Exercise objective: Repeat word for word the entries below, starting at the line that contains "of the dense" and ending at the last line of the entries, with both included.

====== Supplied material

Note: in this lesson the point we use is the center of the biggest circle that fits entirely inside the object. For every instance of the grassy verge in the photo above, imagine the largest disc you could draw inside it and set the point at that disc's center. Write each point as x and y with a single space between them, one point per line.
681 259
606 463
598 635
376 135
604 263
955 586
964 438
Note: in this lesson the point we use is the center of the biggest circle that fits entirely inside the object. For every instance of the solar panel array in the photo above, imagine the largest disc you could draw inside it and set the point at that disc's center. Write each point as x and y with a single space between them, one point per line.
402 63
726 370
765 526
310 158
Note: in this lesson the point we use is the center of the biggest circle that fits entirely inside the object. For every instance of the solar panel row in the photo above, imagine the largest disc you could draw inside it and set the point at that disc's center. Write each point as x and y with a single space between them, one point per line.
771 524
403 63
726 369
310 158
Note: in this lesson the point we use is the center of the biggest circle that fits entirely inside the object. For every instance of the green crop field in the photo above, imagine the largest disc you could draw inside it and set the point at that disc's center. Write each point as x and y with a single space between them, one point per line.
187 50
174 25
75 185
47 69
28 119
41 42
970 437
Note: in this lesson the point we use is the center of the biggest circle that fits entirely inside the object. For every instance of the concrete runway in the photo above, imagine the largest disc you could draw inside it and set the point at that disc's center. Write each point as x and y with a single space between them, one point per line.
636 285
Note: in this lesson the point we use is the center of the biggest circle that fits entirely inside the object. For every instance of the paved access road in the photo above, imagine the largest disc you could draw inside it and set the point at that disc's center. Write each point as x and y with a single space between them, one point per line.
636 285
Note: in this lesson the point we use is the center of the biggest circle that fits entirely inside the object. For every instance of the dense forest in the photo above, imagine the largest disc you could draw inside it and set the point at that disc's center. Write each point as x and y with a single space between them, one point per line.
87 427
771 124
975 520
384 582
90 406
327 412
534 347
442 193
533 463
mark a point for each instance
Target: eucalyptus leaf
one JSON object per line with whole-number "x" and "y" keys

============

Response to the exercise:
Note: in this lesson the point we use is the center of the biggest circle that fits entirely inside the object. For every instance of the dense forest in the photo above, imagine the largest disc you could draw inside it and set the point at that disc's center. Write each point as x and y with a single space between them, one point per line.
87 427
771 124
975 520
384 582
90 406
327 412
534 347
442 193
533 463
mark a point for each instance
Target: eucalyptus leaf
one JSON object per line with whole-number "x" and "y" keys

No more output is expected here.